Rewrite the part of the listing below that opens with the line containing "Ground every sea in the image above." and closes with the line containing "[2,65,57,70]", keeping every line, including those without coordinates. Multiply each box coordinate by 0.6 and round to whole numbers, with halves rounded up.

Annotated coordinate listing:
/---
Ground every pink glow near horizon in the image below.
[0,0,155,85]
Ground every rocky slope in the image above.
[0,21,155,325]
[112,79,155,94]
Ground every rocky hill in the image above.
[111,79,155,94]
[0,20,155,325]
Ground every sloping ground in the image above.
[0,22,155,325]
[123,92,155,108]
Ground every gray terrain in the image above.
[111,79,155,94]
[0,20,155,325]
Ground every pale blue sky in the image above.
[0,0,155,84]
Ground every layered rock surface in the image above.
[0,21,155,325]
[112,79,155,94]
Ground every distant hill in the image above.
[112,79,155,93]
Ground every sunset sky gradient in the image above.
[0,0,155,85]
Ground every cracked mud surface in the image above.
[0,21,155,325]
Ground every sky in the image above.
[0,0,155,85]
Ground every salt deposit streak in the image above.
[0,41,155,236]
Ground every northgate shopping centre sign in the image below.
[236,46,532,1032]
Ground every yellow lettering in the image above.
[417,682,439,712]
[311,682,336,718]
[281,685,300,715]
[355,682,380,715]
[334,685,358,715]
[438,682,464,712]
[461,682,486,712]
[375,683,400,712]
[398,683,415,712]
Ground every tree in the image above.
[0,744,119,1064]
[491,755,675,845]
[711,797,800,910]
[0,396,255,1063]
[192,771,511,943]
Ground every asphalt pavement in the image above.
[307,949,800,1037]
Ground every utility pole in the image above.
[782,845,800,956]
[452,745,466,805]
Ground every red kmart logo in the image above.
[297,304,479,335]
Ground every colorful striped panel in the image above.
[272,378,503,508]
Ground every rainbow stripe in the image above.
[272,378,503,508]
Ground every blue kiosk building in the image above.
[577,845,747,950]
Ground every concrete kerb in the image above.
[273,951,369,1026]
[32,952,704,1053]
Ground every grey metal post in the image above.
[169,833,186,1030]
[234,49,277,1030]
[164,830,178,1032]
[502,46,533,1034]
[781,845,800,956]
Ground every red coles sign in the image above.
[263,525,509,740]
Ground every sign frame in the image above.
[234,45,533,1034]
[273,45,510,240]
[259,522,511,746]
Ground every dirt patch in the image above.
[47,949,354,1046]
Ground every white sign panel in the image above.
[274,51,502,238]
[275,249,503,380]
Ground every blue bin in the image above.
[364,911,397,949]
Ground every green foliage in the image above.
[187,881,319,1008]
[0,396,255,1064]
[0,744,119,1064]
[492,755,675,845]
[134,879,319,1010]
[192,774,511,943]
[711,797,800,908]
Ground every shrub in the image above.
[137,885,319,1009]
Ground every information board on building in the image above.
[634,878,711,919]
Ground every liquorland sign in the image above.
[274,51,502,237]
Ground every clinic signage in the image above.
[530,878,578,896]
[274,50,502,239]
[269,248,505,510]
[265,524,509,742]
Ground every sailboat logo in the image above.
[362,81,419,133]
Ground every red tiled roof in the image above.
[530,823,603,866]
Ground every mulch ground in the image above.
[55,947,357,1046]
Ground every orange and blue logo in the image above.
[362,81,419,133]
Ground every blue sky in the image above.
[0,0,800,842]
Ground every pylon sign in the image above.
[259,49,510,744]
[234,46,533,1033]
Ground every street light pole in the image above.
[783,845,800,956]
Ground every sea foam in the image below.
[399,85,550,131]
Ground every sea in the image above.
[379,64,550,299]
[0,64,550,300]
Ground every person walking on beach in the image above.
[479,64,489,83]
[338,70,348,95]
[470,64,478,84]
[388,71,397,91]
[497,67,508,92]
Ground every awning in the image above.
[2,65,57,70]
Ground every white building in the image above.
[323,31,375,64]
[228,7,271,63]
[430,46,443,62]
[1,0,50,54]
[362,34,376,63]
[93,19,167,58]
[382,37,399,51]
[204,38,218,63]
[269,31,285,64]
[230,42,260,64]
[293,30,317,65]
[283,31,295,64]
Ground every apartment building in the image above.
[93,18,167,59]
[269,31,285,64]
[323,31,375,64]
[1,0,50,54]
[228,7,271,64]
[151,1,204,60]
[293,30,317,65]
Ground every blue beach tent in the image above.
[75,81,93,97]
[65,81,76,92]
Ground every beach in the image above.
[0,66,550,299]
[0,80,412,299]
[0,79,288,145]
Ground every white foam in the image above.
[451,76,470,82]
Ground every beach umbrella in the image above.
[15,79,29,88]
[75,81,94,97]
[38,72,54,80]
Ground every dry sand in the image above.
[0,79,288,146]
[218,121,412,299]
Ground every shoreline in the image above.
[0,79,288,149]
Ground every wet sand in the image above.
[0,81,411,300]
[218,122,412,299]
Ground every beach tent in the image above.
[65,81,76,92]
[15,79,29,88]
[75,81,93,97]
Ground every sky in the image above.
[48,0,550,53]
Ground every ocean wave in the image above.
\---
• Answer to the problem:
Ground every sea in the image above.
[227,38,330,179]
[0,38,330,180]
Ground every person walking on beach in the image above.
[287,38,293,50]
[203,42,209,57]
[282,38,287,50]
[233,43,238,55]
[298,40,305,55]
Ground every awning in the image above.
[1,39,34,42]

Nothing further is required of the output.